## Document segment
____

With almost 1% of Americans in prison, we are at a critical juncture in terms of how to define our correctional system . Should it expand, remain as is, or be reformed? There are people on all sides of the debate, but reaching a consensus is important so as to implement cohesive, effective policy regarding prisons and the police.
The police in America stop crime not by interrupting it, but by discouraging it. Statistically speaking, fewer people are arrested when there is more police presence because fewer people are committing crimes . This causal connection has been seen in studies all over America, as well as the entire world . This means that police keep communities safe just by patrolling the streets. Prevention is the best medicine, and so dissuading criminals from committing crimes in the first place is the best use of the police’s time and resources. Communities are safest with no crime at all rather than with crime occurring that is never fully carried out vis-a-vis the police. The police enforce laws in the communities they serve by conveying the fact that all criminals will be caught . This is because it is better for potential criminals to be dissuaded from acting on their impulses than for more of them to be arrested. An ideal community has both minimal crime and minimal citizens incarcerated, and deterring crime is the way to do this. This is the true role of the police. However, they do have other duties, such as dealing with problematic citizens/repeat offenders and areas with a high density of criminal acts . They need to be stopping crime with those people (a select few), and deterring crime for the community as a whole. This keeps both individuals and society safe. Furthermore, more police presence need not mean a more draconian atmosphere in towns where this occurs. A better relationship between police and citizens equals less crime too. The police may stop crime when they have to, but their true role is to use their authority, resources, and manpower to deter crime so as to maintain the safest communities possible.
This argument assumes that the police forces deterring crime in communities have sufficient manpower and resources to do that job. Not all police departments do, which means the role of the police changes since they have to do their in different ways. That’s why using crime-stopping as a broad police policy exists. Deterring crime as a policy may be effective, but it’s just not feasible in most places. Therefore, the police have a different true role. Deterrence may be one facet of it, but the police can only keep communities safe by doing much more than patrolling the streets as deterrent.

____

## Stored data
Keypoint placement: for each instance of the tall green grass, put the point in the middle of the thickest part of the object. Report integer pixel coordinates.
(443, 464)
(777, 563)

____

## Exercise brief
According to the text on policing and prisons, what share of Americans are in prison?

## Exercise answer
Almost 1%.